## EXERCISE DESCRIPTION
Rewrite the part that opens with the line containing "Target: green wheat field" and closes with the line containing "[(234, 71)]", substituting "misty" for "hazy" and leaving everything else unchanged.

-------- RECORDS SHOWN --------

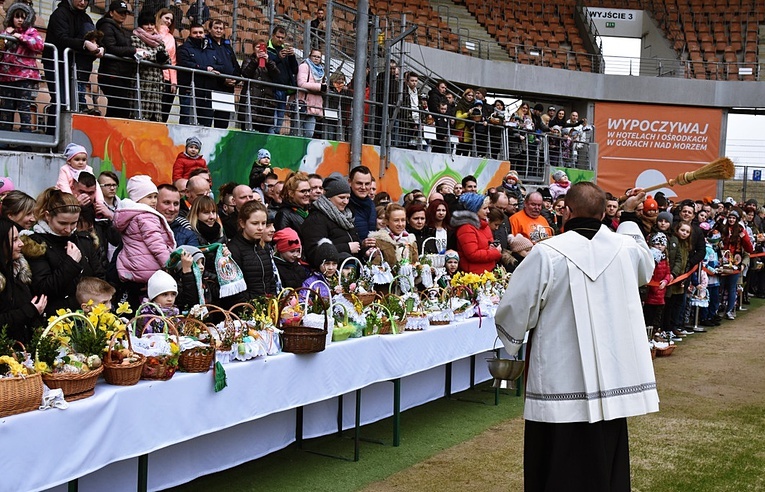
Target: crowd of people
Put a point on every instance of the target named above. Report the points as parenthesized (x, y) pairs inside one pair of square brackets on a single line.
[(283, 233)]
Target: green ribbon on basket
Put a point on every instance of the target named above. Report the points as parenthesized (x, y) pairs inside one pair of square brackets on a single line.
[(219, 375)]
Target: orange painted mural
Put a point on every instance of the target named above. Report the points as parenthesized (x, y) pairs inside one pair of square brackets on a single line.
[(139, 147)]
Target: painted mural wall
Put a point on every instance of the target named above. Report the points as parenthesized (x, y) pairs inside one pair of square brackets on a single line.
[(137, 147)]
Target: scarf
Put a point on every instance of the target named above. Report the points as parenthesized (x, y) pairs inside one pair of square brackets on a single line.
[(151, 40), (210, 233), (316, 70), (343, 219)]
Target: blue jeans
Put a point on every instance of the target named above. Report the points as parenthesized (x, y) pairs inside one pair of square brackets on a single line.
[(729, 284), (281, 97)]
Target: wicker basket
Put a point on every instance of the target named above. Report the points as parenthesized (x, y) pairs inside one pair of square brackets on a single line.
[(303, 339), (198, 359), (120, 374), (21, 393), (74, 386), (158, 367)]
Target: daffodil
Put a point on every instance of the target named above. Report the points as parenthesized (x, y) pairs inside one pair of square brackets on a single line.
[(124, 308)]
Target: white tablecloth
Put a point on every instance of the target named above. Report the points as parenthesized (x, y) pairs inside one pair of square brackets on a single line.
[(188, 430)]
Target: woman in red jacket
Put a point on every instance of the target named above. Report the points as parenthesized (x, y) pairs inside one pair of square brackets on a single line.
[(475, 240)]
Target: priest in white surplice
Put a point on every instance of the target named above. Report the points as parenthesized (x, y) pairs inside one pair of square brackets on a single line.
[(589, 367)]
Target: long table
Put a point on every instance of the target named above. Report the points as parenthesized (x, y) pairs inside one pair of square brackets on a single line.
[(187, 430)]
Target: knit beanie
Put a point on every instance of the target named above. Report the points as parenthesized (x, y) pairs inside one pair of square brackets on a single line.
[(657, 238), (336, 184), (519, 243), (665, 216), (74, 149), (6, 185), (650, 204), (159, 283), (472, 201), (194, 141), (196, 253), (140, 186), (559, 175), (286, 240)]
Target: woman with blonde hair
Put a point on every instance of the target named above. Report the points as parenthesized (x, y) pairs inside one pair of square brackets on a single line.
[(204, 220), (296, 198), (58, 255), (165, 26)]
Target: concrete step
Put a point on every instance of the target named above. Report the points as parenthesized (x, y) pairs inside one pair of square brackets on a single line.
[(462, 23)]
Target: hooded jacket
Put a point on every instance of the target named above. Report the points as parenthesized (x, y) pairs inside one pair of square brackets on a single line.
[(474, 238), (147, 241), (20, 57)]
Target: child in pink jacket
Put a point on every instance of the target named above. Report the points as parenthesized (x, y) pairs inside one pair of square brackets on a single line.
[(146, 236), (76, 162)]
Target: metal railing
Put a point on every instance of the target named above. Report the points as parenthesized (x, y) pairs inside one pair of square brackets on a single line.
[(30, 109)]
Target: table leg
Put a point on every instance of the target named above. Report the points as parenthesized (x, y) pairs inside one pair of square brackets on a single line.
[(357, 428), (448, 380), (397, 412), (143, 473), (299, 427)]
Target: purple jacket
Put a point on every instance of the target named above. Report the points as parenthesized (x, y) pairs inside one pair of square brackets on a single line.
[(147, 241)]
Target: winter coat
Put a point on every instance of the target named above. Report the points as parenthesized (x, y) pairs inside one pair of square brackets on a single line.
[(364, 215), (287, 216), (56, 274), (171, 46), (116, 42), (147, 241), (677, 256), (20, 57), (225, 55), (257, 270), (197, 54), (291, 274), (286, 66), (67, 28), (474, 238), (184, 164), (261, 96), (311, 91), (318, 226), (660, 272), (182, 232), (16, 309)]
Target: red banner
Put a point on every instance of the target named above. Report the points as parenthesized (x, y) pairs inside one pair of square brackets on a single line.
[(641, 145)]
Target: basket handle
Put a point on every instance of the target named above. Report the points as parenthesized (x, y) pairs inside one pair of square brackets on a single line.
[(377, 305), (318, 297)]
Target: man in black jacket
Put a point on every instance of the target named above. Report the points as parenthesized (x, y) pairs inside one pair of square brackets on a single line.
[(116, 78), (284, 56), (67, 27), (197, 53)]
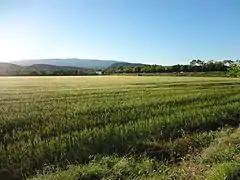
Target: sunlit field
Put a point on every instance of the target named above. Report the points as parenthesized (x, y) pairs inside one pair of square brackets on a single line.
[(119, 127)]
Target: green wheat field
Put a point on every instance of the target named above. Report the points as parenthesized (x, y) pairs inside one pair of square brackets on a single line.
[(119, 127)]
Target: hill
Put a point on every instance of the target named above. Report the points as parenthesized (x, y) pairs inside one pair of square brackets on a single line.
[(125, 64), (84, 63), (51, 67), (5, 68)]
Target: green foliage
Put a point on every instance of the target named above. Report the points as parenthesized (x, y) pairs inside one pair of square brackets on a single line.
[(234, 71), (56, 122)]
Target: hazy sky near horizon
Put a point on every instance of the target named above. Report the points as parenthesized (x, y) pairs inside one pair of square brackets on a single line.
[(146, 31)]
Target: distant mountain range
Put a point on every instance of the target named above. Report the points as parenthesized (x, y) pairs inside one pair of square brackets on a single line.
[(61, 64), (74, 62), (83, 63)]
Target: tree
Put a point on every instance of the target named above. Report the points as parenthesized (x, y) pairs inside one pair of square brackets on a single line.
[(234, 71)]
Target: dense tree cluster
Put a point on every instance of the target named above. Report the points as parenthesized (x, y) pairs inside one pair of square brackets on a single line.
[(60, 72), (194, 66)]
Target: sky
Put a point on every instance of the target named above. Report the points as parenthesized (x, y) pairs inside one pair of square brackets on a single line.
[(147, 31)]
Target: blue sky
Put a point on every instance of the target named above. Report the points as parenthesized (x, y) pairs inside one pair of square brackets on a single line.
[(147, 31)]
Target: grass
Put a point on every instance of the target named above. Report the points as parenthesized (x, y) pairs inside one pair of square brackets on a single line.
[(123, 127)]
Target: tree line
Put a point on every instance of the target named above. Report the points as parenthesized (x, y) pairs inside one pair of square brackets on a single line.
[(194, 66), (60, 72)]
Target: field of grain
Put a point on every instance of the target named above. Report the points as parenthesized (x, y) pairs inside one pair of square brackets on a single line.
[(119, 128)]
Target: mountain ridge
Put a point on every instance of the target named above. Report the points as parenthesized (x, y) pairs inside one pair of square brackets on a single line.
[(74, 62)]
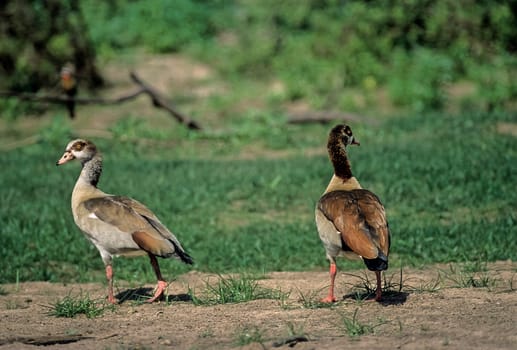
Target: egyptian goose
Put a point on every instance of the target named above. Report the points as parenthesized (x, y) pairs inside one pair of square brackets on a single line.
[(351, 221), (117, 225)]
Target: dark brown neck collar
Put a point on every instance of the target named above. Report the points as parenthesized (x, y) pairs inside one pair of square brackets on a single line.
[(339, 159)]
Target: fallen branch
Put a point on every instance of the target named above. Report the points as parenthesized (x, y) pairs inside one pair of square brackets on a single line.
[(160, 102), (63, 99), (157, 99)]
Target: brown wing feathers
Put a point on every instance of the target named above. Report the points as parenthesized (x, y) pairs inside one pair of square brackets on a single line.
[(359, 216)]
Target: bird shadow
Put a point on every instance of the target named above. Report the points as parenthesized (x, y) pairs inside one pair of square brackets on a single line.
[(142, 294), (388, 297)]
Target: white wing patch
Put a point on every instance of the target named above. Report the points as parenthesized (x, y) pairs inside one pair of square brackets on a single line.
[(92, 216)]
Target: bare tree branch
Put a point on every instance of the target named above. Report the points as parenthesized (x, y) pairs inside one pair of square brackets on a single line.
[(157, 99)]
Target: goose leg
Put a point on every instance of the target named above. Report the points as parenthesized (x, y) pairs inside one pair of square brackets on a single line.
[(378, 292), (160, 287), (109, 277), (330, 297)]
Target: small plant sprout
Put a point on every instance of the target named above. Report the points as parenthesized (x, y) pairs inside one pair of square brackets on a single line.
[(72, 306), (234, 290)]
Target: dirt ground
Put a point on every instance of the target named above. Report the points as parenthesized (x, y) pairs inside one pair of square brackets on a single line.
[(430, 311)]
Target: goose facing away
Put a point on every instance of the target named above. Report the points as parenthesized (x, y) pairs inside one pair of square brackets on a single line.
[(351, 221), (117, 225)]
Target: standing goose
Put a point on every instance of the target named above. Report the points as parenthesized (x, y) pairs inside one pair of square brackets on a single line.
[(117, 225), (351, 221)]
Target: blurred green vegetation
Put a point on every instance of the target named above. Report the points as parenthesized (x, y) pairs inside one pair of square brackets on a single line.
[(322, 48), (334, 54), (448, 184)]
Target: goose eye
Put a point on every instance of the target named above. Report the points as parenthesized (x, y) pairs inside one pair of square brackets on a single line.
[(78, 146)]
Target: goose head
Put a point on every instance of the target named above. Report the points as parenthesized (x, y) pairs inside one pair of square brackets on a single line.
[(82, 150), (343, 135)]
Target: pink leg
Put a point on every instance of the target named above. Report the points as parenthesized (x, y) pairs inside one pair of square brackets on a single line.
[(109, 277), (160, 287), (330, 297), (378, 292)]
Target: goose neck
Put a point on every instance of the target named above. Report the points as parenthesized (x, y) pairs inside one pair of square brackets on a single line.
[(92, 169), (339, 159)]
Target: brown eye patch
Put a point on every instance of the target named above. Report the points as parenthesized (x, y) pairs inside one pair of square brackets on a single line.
[(78, 146)]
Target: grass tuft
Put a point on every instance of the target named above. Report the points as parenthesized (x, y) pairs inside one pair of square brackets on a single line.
[(72, 306), (465, 277), (234, 290)]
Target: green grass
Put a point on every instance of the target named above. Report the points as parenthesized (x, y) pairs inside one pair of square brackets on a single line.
[(448, 184), (234, 290), (71, 306)]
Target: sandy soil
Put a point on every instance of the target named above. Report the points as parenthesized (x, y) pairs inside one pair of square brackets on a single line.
[(428, 312)]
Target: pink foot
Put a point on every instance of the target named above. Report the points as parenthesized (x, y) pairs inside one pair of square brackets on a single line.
[(160, 287)]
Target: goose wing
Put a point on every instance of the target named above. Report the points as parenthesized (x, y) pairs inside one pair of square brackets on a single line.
[(360, 218)]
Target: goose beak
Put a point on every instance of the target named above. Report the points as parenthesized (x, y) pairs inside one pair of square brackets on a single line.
[(66, 157)]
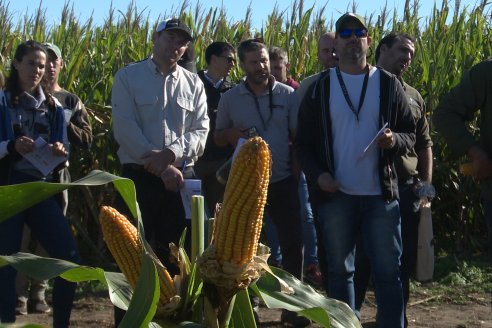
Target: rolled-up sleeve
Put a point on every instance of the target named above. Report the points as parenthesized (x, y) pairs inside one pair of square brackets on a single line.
[(127, 132), (191, 144)]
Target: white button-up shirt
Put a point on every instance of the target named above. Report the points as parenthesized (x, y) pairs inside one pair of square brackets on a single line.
[(152, 111)]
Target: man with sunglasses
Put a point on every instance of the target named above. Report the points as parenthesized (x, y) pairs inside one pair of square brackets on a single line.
[(352, 125), (394, 53), (270, 108), (160, 123), (221, 59)]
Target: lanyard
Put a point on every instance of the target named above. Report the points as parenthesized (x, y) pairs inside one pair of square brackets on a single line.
[(257, 104), (346, 95)]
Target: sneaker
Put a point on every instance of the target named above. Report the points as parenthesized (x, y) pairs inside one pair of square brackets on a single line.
[(255, 305), (313, 276), (292, 319), (21, 307), (40, 307)]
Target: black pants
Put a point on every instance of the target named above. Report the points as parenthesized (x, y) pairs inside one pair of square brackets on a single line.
[(409, 232), (283, 208)]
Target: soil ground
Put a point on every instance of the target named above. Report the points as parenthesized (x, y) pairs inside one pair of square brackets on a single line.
[(436, 311)]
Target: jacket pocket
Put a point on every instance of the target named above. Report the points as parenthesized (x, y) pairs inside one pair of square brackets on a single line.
[(185, 104), (145, 101)]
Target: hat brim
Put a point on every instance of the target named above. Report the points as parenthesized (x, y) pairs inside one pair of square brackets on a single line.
[(177, 28)]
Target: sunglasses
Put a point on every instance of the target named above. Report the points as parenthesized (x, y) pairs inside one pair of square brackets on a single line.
[(230, 60), (348, 32)]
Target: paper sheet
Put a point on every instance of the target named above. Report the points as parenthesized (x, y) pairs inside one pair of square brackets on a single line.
[(380, 132), (42, 157)]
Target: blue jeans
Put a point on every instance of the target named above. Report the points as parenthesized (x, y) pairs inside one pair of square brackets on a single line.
[(342, 218), (50, 227), (487, 205), (307, 218), (308, 228)]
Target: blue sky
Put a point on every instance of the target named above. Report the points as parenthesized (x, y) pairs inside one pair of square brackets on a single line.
[(236, 9)]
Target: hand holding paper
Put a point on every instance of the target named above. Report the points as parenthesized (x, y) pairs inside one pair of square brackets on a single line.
[(376, 138), (385, 139)]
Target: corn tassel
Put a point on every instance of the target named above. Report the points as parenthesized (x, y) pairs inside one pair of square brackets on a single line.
[(240, 218), (121, 237)]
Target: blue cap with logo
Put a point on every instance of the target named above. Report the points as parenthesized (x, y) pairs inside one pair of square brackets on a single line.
[(174, 24)]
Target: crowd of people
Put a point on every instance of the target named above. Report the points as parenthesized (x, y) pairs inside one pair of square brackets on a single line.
[(350, 146)]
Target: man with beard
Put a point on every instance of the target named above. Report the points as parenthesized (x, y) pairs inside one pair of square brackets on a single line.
[(221, 58), (326, 57), (79, 134), (349, 132), (394, 53), (261, 103)]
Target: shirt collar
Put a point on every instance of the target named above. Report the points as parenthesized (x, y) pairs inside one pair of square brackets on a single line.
[(271, 78), (29, 101)]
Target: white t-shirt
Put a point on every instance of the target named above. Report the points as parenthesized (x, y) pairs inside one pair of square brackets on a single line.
[(356, 172)]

--------

## CORRECT OUTPUT
Target: green wheat field
Put a point on every instance of the target named above. Report the points as parenthesized (x, y) pairs inside one pair of square brackets on a single line.
[(119, 127)]
Target: hill
Put a point on every instance of the target named above. Report the points as parenthesized (x, y) pairs inside one pair of square brackets on a single line.
[(125, 64), (84, 63), (51, 67), (5, 68)]
Target: green foliage
Put a point on every instance of the target named above. Report the points as parenthesized (x, y) pairs inside one pair of square brackets on a single line.
[(234, 71), (56, 122)]
Target: misty sky near horizon
Put a point on every instance of the target named above. Report the points as parenthesized (x, y) pairs inside one pair of square brackets on a single line.
[(146, 31)]
Target: distant mountain range
Put a point on every instance of the target named above. Report the points as parenthesized (x, y) pairs inside one pair of square brackets on a single line.
[(61, 64), (74, 62), (83, 63)]
Target: tree
Put a point on every instance of the target named above. Report the points as parenthesized (x, y) pairs inside one pair of square brackets on a single line.
[(234, 71)]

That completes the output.